Activity: From the entries below, please output exactly the lines starting at the one containing "<point>284,303</point>" and ending at the one containing "Give a dot for each instance of the water", both included.

Dataset entries:
· · · · · · ·
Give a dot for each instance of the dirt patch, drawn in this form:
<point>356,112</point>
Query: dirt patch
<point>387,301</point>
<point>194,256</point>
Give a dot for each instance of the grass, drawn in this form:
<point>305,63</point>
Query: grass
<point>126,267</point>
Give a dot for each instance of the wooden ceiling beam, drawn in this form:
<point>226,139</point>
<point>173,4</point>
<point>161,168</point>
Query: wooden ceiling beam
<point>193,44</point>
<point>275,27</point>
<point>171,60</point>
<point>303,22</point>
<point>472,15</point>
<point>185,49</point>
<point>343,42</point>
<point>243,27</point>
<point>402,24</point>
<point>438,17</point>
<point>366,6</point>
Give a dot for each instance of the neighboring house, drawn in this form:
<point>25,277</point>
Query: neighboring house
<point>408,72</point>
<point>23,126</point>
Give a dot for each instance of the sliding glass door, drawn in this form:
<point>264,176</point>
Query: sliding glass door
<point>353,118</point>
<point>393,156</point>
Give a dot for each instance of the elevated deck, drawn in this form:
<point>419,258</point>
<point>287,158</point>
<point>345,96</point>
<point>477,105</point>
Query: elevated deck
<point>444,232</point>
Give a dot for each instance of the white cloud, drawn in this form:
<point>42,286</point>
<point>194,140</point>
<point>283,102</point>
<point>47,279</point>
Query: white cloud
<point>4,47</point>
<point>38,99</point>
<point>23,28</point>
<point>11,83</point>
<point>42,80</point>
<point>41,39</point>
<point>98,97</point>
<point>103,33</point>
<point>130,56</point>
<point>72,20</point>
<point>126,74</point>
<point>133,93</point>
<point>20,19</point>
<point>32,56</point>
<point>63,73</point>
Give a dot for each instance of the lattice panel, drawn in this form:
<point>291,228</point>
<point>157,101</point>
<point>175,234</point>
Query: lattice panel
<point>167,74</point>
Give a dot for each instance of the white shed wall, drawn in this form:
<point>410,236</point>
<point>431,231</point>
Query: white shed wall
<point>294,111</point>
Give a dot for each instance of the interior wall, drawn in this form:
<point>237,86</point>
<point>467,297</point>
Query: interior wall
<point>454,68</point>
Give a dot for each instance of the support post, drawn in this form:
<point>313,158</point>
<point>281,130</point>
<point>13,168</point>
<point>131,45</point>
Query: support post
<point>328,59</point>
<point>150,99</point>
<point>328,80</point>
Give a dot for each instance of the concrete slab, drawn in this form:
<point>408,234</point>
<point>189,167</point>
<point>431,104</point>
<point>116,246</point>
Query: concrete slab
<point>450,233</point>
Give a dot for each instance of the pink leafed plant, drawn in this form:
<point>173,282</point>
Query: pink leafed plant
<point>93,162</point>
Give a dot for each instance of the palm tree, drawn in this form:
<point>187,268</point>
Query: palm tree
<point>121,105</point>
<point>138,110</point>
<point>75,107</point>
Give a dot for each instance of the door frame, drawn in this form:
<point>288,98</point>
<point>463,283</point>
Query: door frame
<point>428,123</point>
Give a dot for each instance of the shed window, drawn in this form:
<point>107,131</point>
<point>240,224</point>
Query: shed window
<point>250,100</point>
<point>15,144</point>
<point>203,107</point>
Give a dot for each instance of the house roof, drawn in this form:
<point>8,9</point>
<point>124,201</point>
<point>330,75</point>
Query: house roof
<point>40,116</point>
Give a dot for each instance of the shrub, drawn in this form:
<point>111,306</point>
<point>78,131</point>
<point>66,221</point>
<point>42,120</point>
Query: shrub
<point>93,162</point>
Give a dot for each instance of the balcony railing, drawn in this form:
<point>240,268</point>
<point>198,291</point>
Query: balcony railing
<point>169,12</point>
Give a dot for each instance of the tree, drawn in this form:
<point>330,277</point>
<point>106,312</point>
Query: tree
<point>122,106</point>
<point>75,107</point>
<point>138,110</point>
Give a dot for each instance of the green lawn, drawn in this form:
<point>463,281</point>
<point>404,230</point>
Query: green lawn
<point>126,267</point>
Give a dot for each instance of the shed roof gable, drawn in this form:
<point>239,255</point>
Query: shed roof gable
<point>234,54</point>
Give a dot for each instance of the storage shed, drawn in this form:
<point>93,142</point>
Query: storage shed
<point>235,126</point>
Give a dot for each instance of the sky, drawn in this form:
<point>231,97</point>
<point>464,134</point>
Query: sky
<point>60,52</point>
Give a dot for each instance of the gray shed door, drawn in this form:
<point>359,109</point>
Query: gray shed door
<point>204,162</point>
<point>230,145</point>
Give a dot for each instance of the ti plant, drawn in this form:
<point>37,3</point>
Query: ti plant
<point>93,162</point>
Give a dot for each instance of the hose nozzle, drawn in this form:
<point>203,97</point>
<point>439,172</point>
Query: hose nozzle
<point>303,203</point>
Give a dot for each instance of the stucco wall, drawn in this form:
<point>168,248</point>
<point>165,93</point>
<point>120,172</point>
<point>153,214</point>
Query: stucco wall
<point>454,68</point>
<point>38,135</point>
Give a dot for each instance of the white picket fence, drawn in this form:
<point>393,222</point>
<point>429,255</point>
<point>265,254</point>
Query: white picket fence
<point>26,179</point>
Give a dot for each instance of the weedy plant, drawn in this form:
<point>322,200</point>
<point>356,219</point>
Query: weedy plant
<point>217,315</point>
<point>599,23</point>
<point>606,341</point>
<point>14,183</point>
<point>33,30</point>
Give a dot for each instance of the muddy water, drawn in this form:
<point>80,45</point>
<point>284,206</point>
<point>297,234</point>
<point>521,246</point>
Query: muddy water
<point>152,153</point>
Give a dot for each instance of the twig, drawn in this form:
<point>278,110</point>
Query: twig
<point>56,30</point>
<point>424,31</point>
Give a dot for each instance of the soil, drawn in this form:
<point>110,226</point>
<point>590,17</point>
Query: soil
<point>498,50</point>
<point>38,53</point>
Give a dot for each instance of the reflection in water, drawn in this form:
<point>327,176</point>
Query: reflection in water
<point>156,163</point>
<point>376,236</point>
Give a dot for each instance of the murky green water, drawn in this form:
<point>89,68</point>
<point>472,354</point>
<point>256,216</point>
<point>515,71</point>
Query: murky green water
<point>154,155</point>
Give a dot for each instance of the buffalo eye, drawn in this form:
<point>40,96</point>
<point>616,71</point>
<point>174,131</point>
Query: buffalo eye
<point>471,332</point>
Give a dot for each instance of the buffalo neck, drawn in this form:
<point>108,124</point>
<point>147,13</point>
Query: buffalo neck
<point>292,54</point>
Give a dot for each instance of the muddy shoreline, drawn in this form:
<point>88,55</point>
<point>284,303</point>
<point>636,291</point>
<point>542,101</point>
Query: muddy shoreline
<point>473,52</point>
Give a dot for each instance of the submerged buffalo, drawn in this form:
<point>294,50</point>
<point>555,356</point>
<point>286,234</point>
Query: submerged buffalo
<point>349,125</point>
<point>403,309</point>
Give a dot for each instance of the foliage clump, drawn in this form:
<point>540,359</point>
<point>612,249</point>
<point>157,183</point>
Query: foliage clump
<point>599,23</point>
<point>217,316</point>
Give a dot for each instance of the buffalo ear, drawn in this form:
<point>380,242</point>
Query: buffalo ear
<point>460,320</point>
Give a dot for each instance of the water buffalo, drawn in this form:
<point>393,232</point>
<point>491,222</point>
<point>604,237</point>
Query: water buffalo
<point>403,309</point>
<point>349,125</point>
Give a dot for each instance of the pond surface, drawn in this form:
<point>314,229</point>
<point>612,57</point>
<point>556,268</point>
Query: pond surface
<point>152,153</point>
· · · · · · ·
Task output:
<point>284,303</point>
<point>636,291</point>
<point>542,101</point>
Query: muddy shoreline
<point>473,52</point>
Give a dot for each instance of the submerged buffalo, drawn in this form:
<point>294,50</point>
<point>555,356</point>
<point>286,234</point>
Query: submerged buffalo
<point>349,125</point>
<point>403,309</point>
Give a dot for each instance of the foliage clump, drawn in this form:
<point>540,359</point>
<point>612,249</point>
<point>157,183</point>
Query: foliage clump
<point>599,23</point>
<point>217,316</point>
Give a dot for each instance of the buffalo ear, drawn in this form:
<point>380,242</point>
Query: buffalo ear
<point>460,320</point>
Give a dot for each instance of the water buffalo, drawn in this form:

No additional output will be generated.